------ DATA SHOWN

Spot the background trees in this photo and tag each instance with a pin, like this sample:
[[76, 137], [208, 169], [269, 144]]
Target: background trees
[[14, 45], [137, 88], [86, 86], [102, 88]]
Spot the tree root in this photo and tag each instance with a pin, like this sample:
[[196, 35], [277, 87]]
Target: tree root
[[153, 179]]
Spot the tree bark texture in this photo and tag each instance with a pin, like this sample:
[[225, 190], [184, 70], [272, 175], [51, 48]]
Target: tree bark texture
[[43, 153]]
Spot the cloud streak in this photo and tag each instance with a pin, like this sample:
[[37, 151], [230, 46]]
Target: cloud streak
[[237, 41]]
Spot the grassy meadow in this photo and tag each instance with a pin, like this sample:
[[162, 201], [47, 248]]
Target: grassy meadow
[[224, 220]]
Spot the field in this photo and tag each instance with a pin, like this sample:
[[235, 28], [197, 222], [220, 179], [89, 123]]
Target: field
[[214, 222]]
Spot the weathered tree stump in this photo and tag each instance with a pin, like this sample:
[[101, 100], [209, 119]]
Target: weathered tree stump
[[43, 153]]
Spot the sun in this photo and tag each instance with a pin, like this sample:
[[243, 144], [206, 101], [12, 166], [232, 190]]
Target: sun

------------
------ DATA SHOWN

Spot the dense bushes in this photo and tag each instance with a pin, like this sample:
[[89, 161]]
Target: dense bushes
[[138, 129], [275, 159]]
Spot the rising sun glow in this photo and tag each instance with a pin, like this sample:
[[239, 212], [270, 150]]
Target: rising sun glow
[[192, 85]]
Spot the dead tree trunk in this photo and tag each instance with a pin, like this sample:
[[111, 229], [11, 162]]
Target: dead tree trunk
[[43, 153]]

------------

Word for word, restate the lines of the data above that fall between the line holding "Spot the background" and the line holding "[[225, 190], [184, 70], [272, 175], [51, 48]]", inclusive, and no other lines.

Spot the background trees in this photo and tag each instance with a pin, like this sample:
[[76, 137], [208, 169], [269, 144]]
Target: background trees
[[14, 45], [137, 88], [86, 86], [102, 88]]
Spot the tree root in this photo and tag each instance with a pin, like this sample:
[[196, 35], [277, 87]]
Target: tree root
[[153, 179]]
Spot the tree bark texture in this photo and tag each instance with a pin, like this sample:
[[225, 190], [184, 70], [272, 175], [51, 48]]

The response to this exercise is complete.